> DOCUMENT SEGMENT:
--- BEGIN ---

We can't do this while scanning the production, because we don't know
at the beginning what |lowpos| will be, since we might or might not
ever see a left square bracket.

If a particular category is never reduced, that merits a warning later on.
#<If not negated, record the fact that a token of category satisfying
			|test[pos]| could have been reduced#>=
temp = field[pos]
tempa = substr(temp,1,1)
if (tempa != "!") {	
	if (temp ~ #=/^\(([a-zA-Z_]+\|)*[a-zA-Z_]+\)(\*\*?)?$/#>) {
		## list of alternatives
		#<Remove trailing stars from |temp|#>
		temp = substr(temp,2,length(temp)-2)
		m = split(temp,tok,"|")
		for (j=1;j<=m;j++) {
			alternate = tok[j]
			reduced[alternate]=1
			}
	} else if (temp ~ #=/^[a-zA-Z_]+(\*\*?)?$/#>) {
		#<Remove trailing stars from |temp|#>
		reduced[temp]=1
	} else if (temp != "?") {
		print "Confusion: unintelligible field[pos]:", temp, \
			"in production on line", NR-1
		#<Forget this...#>
	}
}

# #<Remove trailing...#>=
while (temp ~ #=/\*$/#>) {
	temp = substr(temp,1,length(temp)-1)
}

# #<Check for err...#>=
for (c in categories) {
	if (reduced[c] != 1) {
		print "Warning: category", c, "never reduced"
	}
}


# Here's a check for the target token number
#<Make sure |1 <= $i < arrowpos|#>=
if ((0+$i)<1 || (0+$i)>=0+arrowpos) {
	print "Error: can't take token number", $i, "of", arrowpos-1, \
		"tokens", "in production on line", NR-1
	#<Forget this...#>
	}

#*1Writing the scrap reduction code.
Before writing the grammar, we want to define all of the category codes.
#<Write out...#>=
	print "Writing out category codes" > logfile
	print "@ Here is a list of category codes scraps can have" > grammarfile
	i=1
	for (t in categories) {
		printf "@d SP_%s = %d\n",t,i > grammarfile
		i++
	}
	print "@c" > grammarfile
# We also want to make sure we can print the names of categories in
case we need to debug.

--- END ---

> DATA EXCERPTS:
--- BEGIN ---

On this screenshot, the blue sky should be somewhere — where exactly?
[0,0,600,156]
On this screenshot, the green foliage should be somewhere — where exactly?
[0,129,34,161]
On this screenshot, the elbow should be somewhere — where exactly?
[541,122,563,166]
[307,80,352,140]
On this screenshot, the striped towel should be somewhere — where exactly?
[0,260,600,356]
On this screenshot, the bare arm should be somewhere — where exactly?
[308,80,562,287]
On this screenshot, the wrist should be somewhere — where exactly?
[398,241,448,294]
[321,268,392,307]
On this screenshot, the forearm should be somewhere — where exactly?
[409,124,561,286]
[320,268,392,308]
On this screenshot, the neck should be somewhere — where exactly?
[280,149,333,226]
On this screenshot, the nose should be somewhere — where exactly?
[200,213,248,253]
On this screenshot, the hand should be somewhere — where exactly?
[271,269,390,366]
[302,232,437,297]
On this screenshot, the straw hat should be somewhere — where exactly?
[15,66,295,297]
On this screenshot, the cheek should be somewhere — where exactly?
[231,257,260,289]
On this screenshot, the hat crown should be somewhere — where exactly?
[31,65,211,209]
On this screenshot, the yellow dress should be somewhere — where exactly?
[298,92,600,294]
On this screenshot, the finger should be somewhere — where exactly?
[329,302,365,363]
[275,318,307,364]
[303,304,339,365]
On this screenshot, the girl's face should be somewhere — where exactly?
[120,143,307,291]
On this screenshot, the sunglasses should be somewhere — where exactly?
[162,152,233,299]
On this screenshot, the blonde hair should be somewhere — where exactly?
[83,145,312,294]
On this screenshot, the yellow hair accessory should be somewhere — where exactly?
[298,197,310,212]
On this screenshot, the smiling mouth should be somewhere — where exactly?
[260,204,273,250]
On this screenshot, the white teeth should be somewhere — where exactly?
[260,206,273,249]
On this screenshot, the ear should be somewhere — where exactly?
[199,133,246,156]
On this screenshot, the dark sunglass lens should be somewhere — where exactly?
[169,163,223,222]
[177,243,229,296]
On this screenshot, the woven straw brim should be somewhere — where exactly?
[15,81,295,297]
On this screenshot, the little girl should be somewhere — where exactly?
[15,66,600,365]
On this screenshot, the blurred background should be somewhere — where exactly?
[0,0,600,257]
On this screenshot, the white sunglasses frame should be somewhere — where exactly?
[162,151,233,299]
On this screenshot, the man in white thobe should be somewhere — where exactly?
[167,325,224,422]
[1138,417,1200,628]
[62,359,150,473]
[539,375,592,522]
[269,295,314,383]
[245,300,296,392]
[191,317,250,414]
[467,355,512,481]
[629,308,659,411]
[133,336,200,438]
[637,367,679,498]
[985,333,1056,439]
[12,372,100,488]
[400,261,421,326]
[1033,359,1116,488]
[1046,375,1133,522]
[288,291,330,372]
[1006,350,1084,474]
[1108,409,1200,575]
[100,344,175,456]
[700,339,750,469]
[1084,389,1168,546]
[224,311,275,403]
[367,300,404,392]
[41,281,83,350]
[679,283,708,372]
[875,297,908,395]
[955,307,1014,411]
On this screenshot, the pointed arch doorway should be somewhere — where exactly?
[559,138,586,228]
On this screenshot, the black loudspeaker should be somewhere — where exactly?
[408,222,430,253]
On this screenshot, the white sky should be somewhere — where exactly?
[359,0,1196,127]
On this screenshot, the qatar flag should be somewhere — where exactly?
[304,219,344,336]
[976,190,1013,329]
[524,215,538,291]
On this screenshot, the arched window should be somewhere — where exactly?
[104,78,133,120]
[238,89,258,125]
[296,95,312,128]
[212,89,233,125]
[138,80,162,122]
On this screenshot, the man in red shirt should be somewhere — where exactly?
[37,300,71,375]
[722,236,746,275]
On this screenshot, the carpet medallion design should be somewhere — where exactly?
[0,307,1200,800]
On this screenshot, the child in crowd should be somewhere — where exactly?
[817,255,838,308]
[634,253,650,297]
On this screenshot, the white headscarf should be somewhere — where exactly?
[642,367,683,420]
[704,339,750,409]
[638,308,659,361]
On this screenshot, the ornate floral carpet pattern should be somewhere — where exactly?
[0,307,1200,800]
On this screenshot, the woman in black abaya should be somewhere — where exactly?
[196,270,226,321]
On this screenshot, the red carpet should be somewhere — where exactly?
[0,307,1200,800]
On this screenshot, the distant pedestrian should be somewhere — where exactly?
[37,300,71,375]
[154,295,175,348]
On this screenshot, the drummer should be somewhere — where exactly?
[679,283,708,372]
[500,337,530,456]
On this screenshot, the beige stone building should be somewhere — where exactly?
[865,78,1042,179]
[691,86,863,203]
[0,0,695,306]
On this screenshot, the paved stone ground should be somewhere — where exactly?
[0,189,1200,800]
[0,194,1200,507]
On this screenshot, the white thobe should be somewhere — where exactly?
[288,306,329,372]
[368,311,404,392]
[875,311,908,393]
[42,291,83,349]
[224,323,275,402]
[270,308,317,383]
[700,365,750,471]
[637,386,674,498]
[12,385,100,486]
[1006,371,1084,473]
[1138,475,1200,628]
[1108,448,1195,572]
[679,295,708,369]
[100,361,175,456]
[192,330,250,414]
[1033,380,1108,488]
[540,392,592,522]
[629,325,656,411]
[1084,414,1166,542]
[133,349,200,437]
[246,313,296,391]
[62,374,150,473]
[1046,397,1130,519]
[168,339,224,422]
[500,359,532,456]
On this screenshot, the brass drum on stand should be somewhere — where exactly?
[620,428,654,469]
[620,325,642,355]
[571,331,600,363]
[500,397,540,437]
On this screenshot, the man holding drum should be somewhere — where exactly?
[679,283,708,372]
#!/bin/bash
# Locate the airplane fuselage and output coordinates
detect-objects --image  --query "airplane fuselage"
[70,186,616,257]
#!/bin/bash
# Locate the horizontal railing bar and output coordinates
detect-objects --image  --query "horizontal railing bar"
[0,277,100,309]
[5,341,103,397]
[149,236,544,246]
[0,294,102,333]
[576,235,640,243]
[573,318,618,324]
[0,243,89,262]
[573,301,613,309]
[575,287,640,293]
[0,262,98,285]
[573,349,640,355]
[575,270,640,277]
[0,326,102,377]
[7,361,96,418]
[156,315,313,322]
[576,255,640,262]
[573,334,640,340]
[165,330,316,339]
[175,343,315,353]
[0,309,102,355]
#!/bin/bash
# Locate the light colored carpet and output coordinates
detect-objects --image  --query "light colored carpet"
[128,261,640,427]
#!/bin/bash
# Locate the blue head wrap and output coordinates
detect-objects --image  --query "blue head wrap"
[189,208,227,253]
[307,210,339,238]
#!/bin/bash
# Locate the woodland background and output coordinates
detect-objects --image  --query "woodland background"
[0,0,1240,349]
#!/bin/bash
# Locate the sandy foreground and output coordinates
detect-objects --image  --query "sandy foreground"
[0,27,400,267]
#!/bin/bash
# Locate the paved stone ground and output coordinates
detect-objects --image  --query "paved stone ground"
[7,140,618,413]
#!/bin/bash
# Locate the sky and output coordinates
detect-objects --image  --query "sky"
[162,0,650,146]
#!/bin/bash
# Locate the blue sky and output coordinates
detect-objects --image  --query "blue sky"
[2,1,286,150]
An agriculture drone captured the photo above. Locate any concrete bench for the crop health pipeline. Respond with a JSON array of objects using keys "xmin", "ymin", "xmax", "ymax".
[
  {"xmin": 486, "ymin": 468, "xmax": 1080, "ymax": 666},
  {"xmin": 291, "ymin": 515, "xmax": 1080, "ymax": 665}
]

--- END ---

> BRIEF 1: Print the part of the grammar code excerpt from "# Here's a check" to "the category codes.".
> BRIEF 2:
Answer these questions about the grammar code excerpt:
(a) What word begins the message printed for a category that was never reduced?
(b) Which character does the split call use to separate a list of alternatives?
(c) What prefix comes before each category name in the category codes written to grammarfile?
> BRIEF 3: Go on with the grammar code excerpt from where it stops.
The listing is separate material and has no connection to the grammar code excerpt.

> EXERCISE RESULT 1:
# Here's a check for the target token number
#<Make sure |1 <= $i < arrowpos|#>=
if ((0+$i)<1 || (0+$i)>=0+arrowpos) {
	print "Error: can't take token number", $i, "of", arrowpos-1, \
		"tokens", "in production on line", NR-1
	#<Forget this...#>
	}

#*1Writing the scrap reduction code.
Before writing the grammar, we want to define all of the category codes.

> EXERCISE RESULT 2:
(a) "Warning:"
(b) The vertical bar, "|"
(c) "SP_"

> EXERCISE RESULT 3:
#<Write out...#>=
	print "##ifdef DEBUG" > grammarfile
	print "##define PRINT_CAT(A,B) case A: printf(B); break" > grammarfile
	print "print_cat(c) /* symbolic printout of a category */" > grammarfile
	print "eight_bits c;" > grammarfile
	print "{" > grammarfile
	print "  switch(c) {" > grammarfile
	for (t in categories) {
		printf "PRINT_CAT(SP_%s,\"%s\");\n",t,t > grammarfile
		}
	print "    case 0: printf(\"zero\"); break;" > grammarfile
	print "    default: printf(\"UNKNOWN\"); break;" > grammarfile
	print "  }" > grammarfile
	print "}" > grammarfile
	print "##endif DEBUG" > grammarfile
	print " " > grammarfile

# And there goes the list...
#<Write lists...#>=
	for (c in categories) {
		print c > categoryfile
		}

# #<Write stat...#>=
for (c in categories) {
	number_of_categories++
}
printf "You used %d different categories in %d productions.\n", \ 
	number_of_categories, prodnum
printf "You used %d different categories in %d productions.\n", \ 
	number_of_categories, prodnum > logfile
printf "The biggest production had %d scraps on its left-hand side.\n", \
	highestposoverall
printf "The biggest production had %d scraps on its left-hand side.\n", \
	highestposoverall > logfile


# We will write a list of the successfully parsed productions to a
separate file.
The list will include
 production numbers, to which the user can refer
when debugging.
#<Write lists...#>=
for (n=1; n<= prodnum; n++) {
	printf "%2d: %s\n",n,inputline[n] > productions
	}

# Finally, we write out the code for all of the productions.
Here is our first view of category checking: we want to make sure that
each category can be appended, either by |app_scrap| or by |reduce|.
We also want to make sure each category can be reduced by firing some
production.
We track these things using the arrays |appended| and |reduced|.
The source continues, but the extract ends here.